» **What to do**:
From the listing below, how many lines hold the word "brown"? Write only the number.
___ Dataset entries ___
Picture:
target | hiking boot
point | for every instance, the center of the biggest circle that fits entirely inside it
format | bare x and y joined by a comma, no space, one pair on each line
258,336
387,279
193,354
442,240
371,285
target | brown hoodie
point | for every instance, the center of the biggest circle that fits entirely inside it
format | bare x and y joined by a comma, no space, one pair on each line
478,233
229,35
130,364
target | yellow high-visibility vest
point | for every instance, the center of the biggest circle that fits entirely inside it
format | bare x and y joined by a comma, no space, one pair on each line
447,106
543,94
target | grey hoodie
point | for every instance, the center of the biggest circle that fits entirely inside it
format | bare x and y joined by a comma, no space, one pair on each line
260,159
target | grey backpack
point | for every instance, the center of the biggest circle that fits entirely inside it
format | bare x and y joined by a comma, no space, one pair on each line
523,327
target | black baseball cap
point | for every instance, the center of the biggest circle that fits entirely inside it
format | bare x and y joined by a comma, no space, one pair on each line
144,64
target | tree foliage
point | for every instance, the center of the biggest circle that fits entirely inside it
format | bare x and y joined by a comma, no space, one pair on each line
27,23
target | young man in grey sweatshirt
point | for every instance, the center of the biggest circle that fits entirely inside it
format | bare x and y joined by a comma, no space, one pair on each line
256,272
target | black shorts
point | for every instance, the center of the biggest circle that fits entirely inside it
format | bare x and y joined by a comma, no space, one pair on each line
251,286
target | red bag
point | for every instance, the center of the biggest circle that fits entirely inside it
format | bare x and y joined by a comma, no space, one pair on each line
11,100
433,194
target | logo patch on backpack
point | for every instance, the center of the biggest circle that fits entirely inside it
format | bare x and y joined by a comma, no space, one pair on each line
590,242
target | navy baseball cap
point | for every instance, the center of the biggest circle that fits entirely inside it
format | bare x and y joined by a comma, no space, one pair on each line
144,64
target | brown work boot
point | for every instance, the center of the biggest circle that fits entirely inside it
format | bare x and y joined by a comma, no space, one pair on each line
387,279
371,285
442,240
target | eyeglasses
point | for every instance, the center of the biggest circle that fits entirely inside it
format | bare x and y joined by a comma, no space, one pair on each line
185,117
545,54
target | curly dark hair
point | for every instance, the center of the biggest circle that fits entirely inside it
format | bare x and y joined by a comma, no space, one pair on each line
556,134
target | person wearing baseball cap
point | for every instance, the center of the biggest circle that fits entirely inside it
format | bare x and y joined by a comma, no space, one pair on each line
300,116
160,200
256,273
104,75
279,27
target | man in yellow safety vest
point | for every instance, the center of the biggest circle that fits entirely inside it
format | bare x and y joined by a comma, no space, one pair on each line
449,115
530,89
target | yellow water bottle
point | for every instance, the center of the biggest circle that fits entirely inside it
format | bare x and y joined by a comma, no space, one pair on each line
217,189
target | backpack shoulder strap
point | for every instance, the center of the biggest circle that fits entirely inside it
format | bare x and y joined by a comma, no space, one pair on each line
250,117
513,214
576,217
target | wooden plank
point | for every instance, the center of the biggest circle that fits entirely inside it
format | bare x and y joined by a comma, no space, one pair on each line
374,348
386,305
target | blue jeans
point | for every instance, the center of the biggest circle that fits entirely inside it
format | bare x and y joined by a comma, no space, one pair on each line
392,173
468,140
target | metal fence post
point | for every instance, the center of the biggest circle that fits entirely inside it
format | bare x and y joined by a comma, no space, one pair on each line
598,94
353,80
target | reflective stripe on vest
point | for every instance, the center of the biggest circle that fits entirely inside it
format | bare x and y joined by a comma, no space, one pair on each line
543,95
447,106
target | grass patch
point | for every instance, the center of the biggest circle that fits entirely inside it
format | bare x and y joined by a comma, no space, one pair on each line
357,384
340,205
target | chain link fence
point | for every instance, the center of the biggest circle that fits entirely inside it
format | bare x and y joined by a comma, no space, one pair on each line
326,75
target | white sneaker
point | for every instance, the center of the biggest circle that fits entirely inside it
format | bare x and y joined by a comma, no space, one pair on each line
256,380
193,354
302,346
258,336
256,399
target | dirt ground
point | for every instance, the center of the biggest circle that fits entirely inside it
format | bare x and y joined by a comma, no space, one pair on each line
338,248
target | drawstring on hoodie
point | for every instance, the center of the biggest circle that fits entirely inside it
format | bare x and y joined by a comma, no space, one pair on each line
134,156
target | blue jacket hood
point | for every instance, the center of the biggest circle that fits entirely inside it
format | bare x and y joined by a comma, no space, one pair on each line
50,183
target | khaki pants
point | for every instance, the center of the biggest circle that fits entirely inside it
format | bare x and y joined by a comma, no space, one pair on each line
___
» **Written answer**:
2